[What to do]
Look through the records below for the line holding "q: boat seat". Write it out exactly, with each following line through the line holding "q: man's arm".
# # # #
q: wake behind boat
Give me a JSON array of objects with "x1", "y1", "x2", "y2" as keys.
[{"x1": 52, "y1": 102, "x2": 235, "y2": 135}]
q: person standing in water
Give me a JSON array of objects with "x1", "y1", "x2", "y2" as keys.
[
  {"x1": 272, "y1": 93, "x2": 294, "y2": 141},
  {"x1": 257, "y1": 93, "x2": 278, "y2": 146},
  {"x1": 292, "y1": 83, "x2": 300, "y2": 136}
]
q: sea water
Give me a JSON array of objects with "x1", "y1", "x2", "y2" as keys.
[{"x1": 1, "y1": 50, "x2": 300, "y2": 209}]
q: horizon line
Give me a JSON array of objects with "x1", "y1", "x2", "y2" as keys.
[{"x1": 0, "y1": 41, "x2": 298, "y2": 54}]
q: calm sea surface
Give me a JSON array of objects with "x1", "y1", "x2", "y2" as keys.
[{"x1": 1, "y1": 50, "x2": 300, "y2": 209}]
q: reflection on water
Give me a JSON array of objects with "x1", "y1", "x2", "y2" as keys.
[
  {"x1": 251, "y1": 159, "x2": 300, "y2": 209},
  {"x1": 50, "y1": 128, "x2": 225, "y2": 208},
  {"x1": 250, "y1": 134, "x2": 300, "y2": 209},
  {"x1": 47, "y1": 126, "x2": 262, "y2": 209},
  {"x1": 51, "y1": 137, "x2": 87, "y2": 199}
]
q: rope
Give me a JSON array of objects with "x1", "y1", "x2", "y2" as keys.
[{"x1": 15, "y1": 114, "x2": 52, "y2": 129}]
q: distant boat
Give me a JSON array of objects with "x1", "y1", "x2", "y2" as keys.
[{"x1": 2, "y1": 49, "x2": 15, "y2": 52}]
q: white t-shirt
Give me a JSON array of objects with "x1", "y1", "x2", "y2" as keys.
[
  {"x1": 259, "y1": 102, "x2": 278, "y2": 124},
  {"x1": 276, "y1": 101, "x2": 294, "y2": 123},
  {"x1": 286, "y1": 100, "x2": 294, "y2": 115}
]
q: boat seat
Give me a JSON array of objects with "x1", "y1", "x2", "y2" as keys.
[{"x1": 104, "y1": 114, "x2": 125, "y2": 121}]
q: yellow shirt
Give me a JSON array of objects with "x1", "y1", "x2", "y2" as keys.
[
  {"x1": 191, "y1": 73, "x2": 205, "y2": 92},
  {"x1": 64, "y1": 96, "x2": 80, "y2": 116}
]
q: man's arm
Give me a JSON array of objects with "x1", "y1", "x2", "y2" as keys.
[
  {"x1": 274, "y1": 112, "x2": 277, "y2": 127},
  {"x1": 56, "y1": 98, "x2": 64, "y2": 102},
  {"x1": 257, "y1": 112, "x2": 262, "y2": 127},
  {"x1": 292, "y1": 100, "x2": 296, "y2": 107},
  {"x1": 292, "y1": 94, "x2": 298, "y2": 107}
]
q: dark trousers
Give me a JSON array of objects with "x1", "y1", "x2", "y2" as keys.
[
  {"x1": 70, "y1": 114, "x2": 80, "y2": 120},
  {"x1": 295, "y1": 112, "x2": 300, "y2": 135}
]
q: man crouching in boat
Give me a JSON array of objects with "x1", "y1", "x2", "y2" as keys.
# # # #
[Result of the exercise]
q: boat seat
Give me a JSON array of objects with "x1", "y1", "x2", "y2" as keys.
[{"x1": 104, "y1": 114, "x2": 125, "y2": 121}]
q: yellow shirt
Give me a JSON array of objects with "x1", "y1", "x2", "y2" as keys.
[
  {"x1": 191, "y1": 73, "x2": 205, "y2": 92},
  {"x1": 64, "y1": 96, "x2": 80, "y2": 116}
]
q: man's arm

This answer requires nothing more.